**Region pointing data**
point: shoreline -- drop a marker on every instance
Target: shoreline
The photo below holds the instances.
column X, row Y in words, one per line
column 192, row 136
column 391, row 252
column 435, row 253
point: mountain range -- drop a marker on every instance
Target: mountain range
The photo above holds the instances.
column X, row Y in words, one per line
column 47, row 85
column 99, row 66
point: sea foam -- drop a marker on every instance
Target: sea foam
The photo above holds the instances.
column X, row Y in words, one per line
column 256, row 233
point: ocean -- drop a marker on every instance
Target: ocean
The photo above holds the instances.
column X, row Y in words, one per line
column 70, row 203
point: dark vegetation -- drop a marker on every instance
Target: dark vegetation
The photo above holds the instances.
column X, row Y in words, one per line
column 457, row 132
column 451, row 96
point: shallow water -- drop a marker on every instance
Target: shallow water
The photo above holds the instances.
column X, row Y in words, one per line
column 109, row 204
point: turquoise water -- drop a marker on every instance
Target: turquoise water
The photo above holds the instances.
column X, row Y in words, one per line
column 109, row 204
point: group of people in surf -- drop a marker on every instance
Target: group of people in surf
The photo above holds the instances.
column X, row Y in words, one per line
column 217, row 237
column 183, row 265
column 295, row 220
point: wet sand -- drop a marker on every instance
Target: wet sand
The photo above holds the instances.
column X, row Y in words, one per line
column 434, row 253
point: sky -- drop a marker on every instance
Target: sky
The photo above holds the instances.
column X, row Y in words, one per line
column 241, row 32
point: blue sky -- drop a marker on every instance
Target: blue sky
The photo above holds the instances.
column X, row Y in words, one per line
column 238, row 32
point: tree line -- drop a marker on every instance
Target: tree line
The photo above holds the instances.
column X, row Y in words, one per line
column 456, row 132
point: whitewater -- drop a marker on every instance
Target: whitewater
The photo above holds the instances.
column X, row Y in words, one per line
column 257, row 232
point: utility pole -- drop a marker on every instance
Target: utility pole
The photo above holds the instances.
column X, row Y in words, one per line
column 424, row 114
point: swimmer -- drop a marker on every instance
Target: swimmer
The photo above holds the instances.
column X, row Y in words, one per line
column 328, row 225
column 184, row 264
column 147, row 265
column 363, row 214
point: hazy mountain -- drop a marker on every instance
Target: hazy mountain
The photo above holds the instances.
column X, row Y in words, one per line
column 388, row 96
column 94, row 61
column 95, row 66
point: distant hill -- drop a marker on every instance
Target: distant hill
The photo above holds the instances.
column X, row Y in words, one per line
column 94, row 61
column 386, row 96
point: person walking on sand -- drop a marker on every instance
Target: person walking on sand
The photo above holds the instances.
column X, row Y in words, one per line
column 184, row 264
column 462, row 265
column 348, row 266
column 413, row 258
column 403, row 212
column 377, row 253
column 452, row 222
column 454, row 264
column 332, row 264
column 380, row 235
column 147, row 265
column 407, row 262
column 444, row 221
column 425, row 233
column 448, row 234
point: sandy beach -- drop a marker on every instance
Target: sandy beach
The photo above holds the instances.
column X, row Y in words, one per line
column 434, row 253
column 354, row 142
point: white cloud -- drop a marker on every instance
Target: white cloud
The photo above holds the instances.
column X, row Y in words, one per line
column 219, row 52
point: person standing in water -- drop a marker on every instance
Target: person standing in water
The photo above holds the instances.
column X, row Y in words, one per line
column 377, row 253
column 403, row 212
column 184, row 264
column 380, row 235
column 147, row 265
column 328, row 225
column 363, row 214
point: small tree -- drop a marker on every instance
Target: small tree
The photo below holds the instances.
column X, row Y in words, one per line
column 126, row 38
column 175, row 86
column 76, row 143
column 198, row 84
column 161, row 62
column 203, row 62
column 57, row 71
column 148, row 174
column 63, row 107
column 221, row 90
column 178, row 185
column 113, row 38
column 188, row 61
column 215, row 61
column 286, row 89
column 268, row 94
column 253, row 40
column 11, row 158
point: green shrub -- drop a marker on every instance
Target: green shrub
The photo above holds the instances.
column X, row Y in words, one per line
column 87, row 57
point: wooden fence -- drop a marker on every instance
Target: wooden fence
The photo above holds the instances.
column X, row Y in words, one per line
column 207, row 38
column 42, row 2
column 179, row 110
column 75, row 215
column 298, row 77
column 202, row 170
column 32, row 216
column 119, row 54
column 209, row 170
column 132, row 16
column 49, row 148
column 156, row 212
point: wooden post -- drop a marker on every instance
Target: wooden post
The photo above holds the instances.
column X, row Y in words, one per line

**Your goal**
Scan the records above for the string "group", then copy each line where it turns up.

**Response to this task**
point: group of people in surf -- drop a marker on every instance
Target: group of people in surf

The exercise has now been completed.